**Task:**
In the records below, present the lines from the one containing "You are to find ear in" through the one containing "[86,54,131,65]", inclusive, as a Markdown table with the columns Row and Line. Number each line and omit any blank lines.

**Material for this exercise:**

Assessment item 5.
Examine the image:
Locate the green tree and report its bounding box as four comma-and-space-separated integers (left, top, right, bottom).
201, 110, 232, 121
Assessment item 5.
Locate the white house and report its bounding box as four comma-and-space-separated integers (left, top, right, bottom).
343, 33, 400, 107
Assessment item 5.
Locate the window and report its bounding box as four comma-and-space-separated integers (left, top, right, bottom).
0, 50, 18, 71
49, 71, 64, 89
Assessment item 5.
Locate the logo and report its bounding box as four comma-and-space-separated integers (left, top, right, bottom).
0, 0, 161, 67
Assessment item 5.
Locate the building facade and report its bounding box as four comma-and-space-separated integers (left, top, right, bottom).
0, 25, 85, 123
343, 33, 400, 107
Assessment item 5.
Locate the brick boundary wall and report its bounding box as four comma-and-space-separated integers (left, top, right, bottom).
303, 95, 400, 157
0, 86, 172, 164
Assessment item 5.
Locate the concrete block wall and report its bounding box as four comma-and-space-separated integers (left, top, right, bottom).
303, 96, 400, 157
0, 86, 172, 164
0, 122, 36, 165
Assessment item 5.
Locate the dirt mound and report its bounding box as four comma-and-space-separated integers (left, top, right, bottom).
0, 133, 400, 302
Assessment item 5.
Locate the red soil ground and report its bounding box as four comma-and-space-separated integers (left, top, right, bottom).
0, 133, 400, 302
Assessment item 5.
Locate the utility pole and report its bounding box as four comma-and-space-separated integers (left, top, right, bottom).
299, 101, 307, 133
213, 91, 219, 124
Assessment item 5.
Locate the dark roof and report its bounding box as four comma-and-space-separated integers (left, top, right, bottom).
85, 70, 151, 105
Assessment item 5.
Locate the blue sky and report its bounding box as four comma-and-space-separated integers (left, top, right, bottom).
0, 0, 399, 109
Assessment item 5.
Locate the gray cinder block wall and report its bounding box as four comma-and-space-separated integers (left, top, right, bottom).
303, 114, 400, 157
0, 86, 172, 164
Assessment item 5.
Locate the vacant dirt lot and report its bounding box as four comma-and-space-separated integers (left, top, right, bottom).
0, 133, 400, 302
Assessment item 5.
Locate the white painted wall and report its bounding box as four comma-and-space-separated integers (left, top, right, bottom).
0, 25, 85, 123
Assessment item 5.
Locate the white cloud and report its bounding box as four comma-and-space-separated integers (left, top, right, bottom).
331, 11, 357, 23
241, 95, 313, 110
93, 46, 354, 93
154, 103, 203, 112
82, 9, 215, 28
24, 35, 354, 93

==

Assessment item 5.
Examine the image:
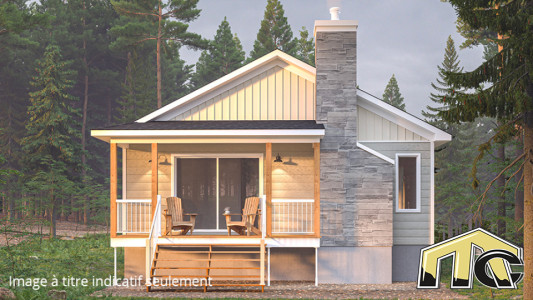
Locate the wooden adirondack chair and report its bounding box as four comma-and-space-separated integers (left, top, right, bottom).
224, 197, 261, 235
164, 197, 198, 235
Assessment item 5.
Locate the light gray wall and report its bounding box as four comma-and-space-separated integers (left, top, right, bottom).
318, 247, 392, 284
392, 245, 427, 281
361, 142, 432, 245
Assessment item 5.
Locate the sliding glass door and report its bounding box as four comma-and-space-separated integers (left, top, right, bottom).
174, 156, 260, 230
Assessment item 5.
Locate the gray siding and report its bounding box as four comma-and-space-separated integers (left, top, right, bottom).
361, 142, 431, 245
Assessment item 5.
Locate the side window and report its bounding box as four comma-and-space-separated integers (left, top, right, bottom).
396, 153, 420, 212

---

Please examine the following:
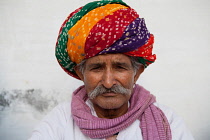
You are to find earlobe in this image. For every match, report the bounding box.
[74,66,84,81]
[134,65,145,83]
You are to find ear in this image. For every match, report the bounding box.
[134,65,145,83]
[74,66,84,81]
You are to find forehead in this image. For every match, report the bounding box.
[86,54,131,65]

**Answer:**
| Row | Line |
|---|---|
| 1 | You are to find ear in this image. For every match, report the bounding box. |
| 2 | [134,65,145,83] |
| 3 | [74,66,84,81] |
| 4 | You are to find forehead in this image. For every match, report the bounding box. |
| 5 | [86,54,131,65] |